_AIM OF THE EXERCISE_:
Retype every entry exactly, down to the last character.
-- Opening Marker --
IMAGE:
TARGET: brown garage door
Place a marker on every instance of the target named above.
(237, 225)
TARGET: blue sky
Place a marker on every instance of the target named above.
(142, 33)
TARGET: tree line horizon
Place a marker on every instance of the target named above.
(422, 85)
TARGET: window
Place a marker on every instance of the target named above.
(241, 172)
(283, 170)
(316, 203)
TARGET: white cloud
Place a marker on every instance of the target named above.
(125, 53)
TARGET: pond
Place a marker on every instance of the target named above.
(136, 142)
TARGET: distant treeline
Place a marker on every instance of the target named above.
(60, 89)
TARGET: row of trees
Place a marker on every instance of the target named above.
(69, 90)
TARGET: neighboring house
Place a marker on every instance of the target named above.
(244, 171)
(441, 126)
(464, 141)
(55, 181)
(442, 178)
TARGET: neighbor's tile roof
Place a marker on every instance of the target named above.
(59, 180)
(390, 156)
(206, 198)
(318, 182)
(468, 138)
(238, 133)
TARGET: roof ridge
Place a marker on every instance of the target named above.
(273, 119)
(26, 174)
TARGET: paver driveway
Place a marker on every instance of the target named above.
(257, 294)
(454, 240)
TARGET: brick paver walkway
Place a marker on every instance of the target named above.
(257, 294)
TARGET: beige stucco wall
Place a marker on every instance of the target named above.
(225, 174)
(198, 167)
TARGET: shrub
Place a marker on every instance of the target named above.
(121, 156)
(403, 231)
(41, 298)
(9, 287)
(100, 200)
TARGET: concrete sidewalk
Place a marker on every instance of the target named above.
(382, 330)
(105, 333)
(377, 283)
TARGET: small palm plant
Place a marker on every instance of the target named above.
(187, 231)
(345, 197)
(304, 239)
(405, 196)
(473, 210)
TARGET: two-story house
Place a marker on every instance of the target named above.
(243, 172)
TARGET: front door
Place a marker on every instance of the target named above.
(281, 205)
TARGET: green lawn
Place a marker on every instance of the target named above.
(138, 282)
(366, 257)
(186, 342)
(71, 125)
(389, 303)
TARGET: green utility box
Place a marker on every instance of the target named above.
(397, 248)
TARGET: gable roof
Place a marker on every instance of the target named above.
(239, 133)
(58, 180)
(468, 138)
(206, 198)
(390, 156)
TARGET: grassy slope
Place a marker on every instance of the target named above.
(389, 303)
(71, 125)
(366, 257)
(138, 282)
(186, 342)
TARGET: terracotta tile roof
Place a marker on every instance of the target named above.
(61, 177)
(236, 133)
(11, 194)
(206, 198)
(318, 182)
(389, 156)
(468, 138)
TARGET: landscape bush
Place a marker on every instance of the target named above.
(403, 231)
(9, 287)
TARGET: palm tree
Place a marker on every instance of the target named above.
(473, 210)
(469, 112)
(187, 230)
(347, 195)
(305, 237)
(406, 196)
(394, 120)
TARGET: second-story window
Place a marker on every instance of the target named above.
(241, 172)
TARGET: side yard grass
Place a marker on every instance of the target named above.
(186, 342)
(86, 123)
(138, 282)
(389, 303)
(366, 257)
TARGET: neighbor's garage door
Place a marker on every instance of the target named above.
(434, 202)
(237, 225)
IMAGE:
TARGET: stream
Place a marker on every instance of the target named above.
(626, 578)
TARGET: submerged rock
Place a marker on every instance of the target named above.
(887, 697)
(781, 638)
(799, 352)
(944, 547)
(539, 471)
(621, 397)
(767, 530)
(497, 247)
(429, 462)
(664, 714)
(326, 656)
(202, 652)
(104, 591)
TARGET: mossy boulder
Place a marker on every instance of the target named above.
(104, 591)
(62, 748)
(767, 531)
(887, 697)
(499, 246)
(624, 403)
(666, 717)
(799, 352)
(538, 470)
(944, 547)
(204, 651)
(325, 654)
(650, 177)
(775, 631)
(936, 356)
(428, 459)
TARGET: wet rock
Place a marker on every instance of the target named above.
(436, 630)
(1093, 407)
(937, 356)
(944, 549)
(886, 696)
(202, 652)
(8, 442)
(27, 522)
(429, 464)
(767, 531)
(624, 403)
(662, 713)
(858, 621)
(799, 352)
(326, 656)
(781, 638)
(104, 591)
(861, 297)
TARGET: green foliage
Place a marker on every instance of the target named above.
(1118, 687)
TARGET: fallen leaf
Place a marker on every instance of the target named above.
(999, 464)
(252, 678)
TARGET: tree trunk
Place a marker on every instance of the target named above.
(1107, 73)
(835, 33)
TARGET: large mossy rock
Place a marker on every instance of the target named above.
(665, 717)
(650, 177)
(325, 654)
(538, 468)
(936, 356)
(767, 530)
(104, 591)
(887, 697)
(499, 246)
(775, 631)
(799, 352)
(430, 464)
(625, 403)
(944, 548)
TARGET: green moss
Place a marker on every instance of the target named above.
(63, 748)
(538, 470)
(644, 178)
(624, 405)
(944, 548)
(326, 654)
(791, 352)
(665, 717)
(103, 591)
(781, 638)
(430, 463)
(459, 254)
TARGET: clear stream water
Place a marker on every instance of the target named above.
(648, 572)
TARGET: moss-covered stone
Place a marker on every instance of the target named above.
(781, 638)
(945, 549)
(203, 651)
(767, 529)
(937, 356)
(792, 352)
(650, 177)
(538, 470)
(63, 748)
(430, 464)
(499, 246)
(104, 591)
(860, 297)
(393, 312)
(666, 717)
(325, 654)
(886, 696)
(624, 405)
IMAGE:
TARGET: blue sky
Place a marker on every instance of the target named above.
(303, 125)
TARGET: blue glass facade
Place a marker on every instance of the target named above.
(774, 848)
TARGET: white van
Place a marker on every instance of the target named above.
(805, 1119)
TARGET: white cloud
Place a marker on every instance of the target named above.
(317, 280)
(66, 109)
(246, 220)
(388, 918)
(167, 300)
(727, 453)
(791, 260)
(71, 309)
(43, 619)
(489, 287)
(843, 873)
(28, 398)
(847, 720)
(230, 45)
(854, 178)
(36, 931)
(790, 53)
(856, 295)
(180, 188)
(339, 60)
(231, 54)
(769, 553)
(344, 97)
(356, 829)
-- Closing Marker --
_OUTPUT FOR THIS TASK_:
IMAGE:
TARGET: brown garage door
Place a marker on every instance of the target named above.
(237, 225)
TARGET: blue sky
Place a marker on every instance of the target named above.
(142, 33)
TARGET: tree line horizon
Place a marker on every instance of the target named above.
(422, 85)
TARGET: window
Place a marker on every instance of the target named above.
(241, 172)
(283, 170)
(316, 203)
TARGET: white cloud
Place a marker on every instance of the target named above.
(125, 53)
TARGET: pond
Place a marker on every instance of the target named above.
(136, 142)
TARGET: distant treeline
Place a marker on every instance of the target named above.
(60, 89)
TARGET: row of trees
Place a marker on every instance of the target named above.
(69, 90)
TARGET: neighboring house
Place a marker on every instance of the target named above.
(244, 171)
(441, 126)
(464, 141)
(55, 181)
(442, 178)
TARGET: neighbor's tile roof
Place a marker on every instance of the target named above.
(59, 180)
(390, 156)
(206, 198)
(318, 182)
(468, 138)
(238, 133)
TARGET: roof ridge
Place a marker on every instance of the target named above.
(273, 119)
(26, 174)
TARGET: paver driveway
Place a marker on every instance of the target named above.
(257, 294)
(454, 240)
TARGET: brick paver walkway
Place a marker on every instance of the target named above.
(257, 294)
TARGET: beige stucco wall
Place a marker on every instance of the target named above.
(225, 174)
(198, 167)
TARGET: shrub
Place a marker on every instance of the target named above.
(121, 156)
(403, 231)
(41, 298)
(9, 287)
(100, 200)
TARGET: concrete sidewalk
Place a marker on every instance of the target named above.
(382, 330)
(105, 333)
(377, 283)
TARGET: small palm plant
Place a marker on every instance of the target named above.
(187, 231)
(345, 197)
(304, 239)
(405, 196)
(473, 210)
TARGET: two-story house
Place a marker on every instance of the target named above.
(243, 172)
TARGET: front door
Place a marker on every instance of the target named above.
(281, 205)
TARGET: green lawn
Place a marker on every instance of the target named above.
(138, 282)
(366, 257)
(186, 342)
(71, 125)
(389, 303)
TARGET: green utility box
Place a marker on every instance of the target named above.
(397, 248)
TARGET: gable roof
Place a marker on every instance of the target named above.
(239, 133)
(58, 180)
(468, 138)
(206, 198)
(390, 156)
TARGET: grassy slope
Place a marker on every instance of the target named above.
(389, 303)
(71, 125)
(366, 257)
(138, 282)
(186, 342)
TARGET: terracotta tile roof
Place a marker on every instance of the target named above.
(61, 177)
(236, 133)
(11, 194)
(206, 198)
(318, 182)
(389, 156)
(468, 138)
TARGET: landscape bush
Place a marker on every instance of the target named above.
(403, 231)
(9, 287)
TARGET: palm tree
Place a marker on every instance of the target named above.
(473, 210)
(469, 112)
(187, 230)
(347, 195)
(305, 237)
(406, 196)
(394, 120)
TARGET: second-story window
Place a marker on every instance of the target named above.
(241, 172)
TARGET: side yard grass
Place a marker on every instance of the target named above.
(186, 342)
(86, 123)
(138, 282)
(389, 303)
(366, 257)
TARGET: neighbor's garage door
Place a marker on every instance of the target named above.
(434, 202)
(237, 225)
IMAGE:
TARGET: stream
Place a marker on every instance of the target named above.
(626, 578)
TARGET: submerged rock
Place a marker on every instance of the target named above.
(887, 697)
(781, 638)
(799, 352)
(944, 547)
(539, 471)
(621, 397)
(767, 530)
(497, 247)
(429, 462)
(664, 714)
(326, 656)
(202, 652)
(104, 591)
TARGET: mossy boulder
Place a marker on every instance of the target named above.
(104, 591)
(62, 748)
(767, 531)
(887, 697)
(499, 246)
(624, 403)
(666, 717)
(799, 352)
(538, 470)
(944, 547)
(204, 651)
(325, 654)
(650, 177)
(775, 631)
(936, 356)
(428, 459)
TARGET: wet rock
Place a marker on every instance of the target named above.
(436, 630)
(1093, 407)
(937, 356)
(944, 549)
(886, 696)
(202, 652)
(8, 442)
(27, 522)
(429, 464)
(767, 531)
(624, 403)
(662, 713)
(858, 621)
(799, 352)
(326, 656)
(781, 638)
(104, 591)
(861, 297)
TARGET: green foliage
Place a marker on every instance of the target named above.
(1118, 687)
TARGET: fallen leaf
Place a marker on every instance of the target named above.
(999, 464)
(252, 678)
TARGET: tree trunk
Place a marker on every instance of the target named above.
(1107, 73)
(835, 33)
TARGET: large mossy rock
Place a marker on every instance of the target named above.
(665, 717)
(650, 177)
(325, 654)
(538, 468)
(936, 356)
(767, 530)
(104, 591)
(887, 697)
(499, 246)
(775, 631)
(799, 352)
(430, 464)
(625, 403)
(944, 548)
TARGET: green moss
Place a marker on every instance of the target named above.
(63, 748)
(538, 470)
(644, 178)
(624, 405)
(944, 548)
(326, 654)
(791, 352)
(665, 717)
(103, 591)
(781, 638)
(430, 463)
(459, 254)
TARGET: clear stream water
Place a marker on every instance of the target named above.
(648, 572)
TARGET: moss-covered stone
Place a marker on every instance of the target named above.
(781, 638)
(945, 549)
(203, 651)
(767, 529)
(937, 356)
(792, 352)
(650, 177)
(538, 470)
(63, 748)
(430, 464)
(499, 246)
(104, 591)
(860, 297)
(393, 312)
(666, 717)
(325, 654)
(886, 696)
(624, 405)
IMAGE:
TARGET: blue sky
Place a marker on every instance of the target named above.
(303, 125)
TARGET: blue glass facade
Place a marker on every instance of the target named above.
(774, 848)
TARGET: white van
Place a marker on every instance of the target named above.
(805, 1119)
TARGET: white cloud
Place a marker on every instance of the target named above.
(317, 280)
(66, 109)
(246, 220)
(388, 918)
(167, 300)
(727, 453)
(791, 260)
(71, 309)
(43, 619)
(489, 287)
(843, 873)
(28, 398)
(847, 720)
(230, 45)
(854, 178)
(36, 931)
(790, 53)
(856, 295)
(180, 188)
(339, 60)
(231, 54)
(769, 553)
(344, 97)
(356, 829)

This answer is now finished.